--- RECORDS PROVIDED ---
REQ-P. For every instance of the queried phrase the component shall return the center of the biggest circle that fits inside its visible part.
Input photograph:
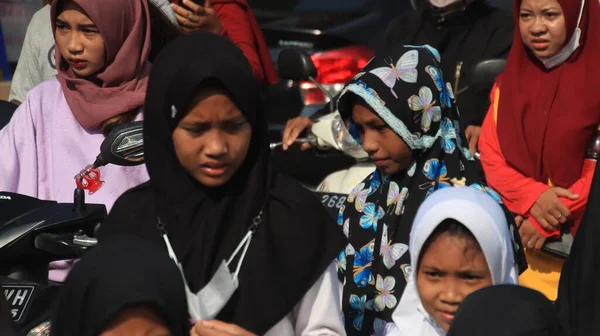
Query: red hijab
(121, 86)
(547, 117)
---
Return all of the data exactly as written, and drop the pictures.

ANSWER SPACE:
REQ-P. For every instance of the queried phrase the component shall return the center of the biggest circle that fits inside its visible part.
Input photograph:
Query: red hijab
(121, 86)
(547, 117)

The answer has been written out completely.